* 书面题目
你能从最后一句之后接着续写下面这篇思考死亡与如何活在当下的随笔吗?

前半生規劃好的,有充足墊底的,資産富足也不一定能說,老年生活就會幸福,身體健康上的變故,也會給他帶來不幸的痛苦。
現代人崇尚活在當下,我不相信來世的幸福,過往的歲月已成曆史,那應該怎樣活在當下呢?
繼續活在追求金錢遊戲的快感裡?
還是周遊世界,不枉人世此行的浪漫中?
還是繼續長成大樹,結果期結上更多的累累的果實,對家庭對社會是奉獻?
還是老當益壯繼續為子孫後代添磚加瓦的積累财富?
04.
總之,想到死亡,這個問題以後,我心中湧現出無數的問号。
這些問号幹擾了我的正常的生活,使我有些神經兮兮的。
我似乎在為自己提前做蓋棺定論的總結。
是的,我自己的人生,沒有人對我的人生的總結做出中肯的判斷,隻有我自己是最合适的人選。
我又是一個喜歡以文字記事的人。
我不是作家,我隻是一個寫手,還沒有一部代表作拿得出手。
我的人生很坎坷,但不精彩。
這就是我隻能做寫手,而做不了偉大作家的原因。
我們能讓自己的人生精彩!

* 存储数据

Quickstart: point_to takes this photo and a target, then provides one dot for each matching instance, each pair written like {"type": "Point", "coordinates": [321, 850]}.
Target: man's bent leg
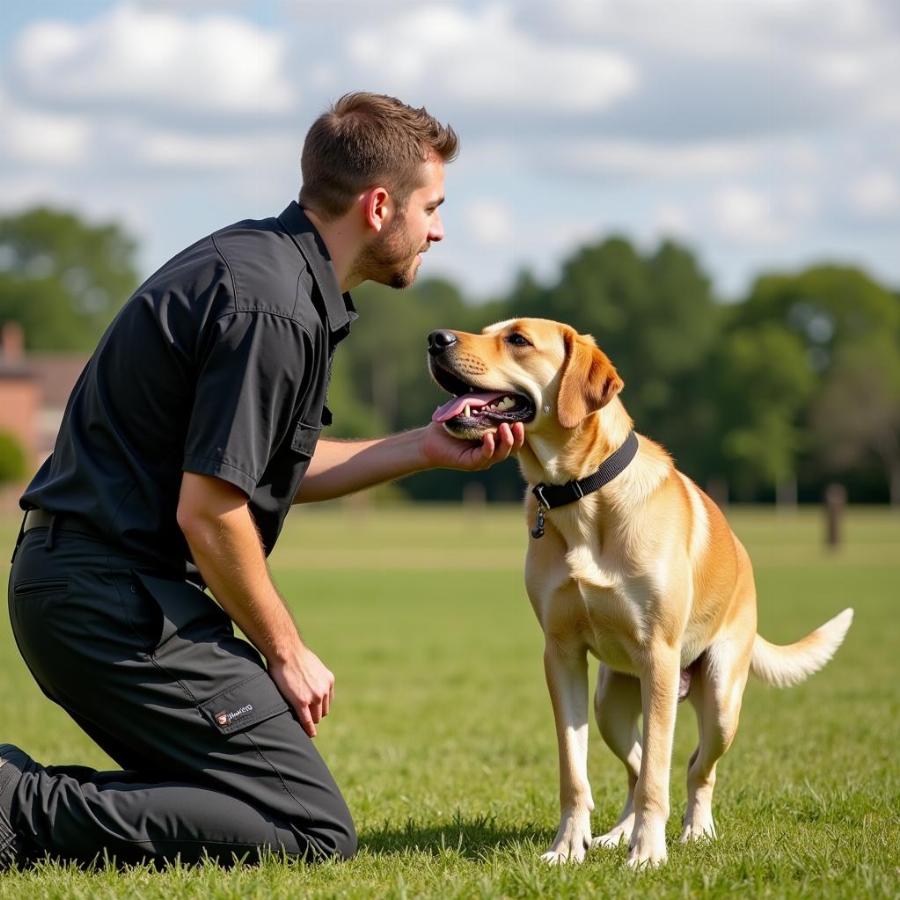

* 练习答案
如果把我的一生劃為三個時期,以75歲為終點。
第一個二十五年,第二個二十五年,第三個二十五年!
現在我就在第三個二十五年的起點上。
如果有幸活到75歲以上,那是上天對我的恩賜,是多賺的歲月。
第一個二十五年,是自己的成長,我可以給他貼上一個标簽:青春!
第二個二十五年,是養大一個孩子,孩子二十五歲,他獨立自主了。
我貼上兩個标簽:我的華年,他的青春。
第三個二十五年該貼上什麼樣的标簽?
我不想用老年人這個詞,我讨厭這個詞。
這個問題我想了很久,我想到了楊绛的老年,想到季羨林的老年。
那也是知性而優雅的老年人,何必畏懼呢?
我豁然開朗,順應天命,過好此生!何必想身後事。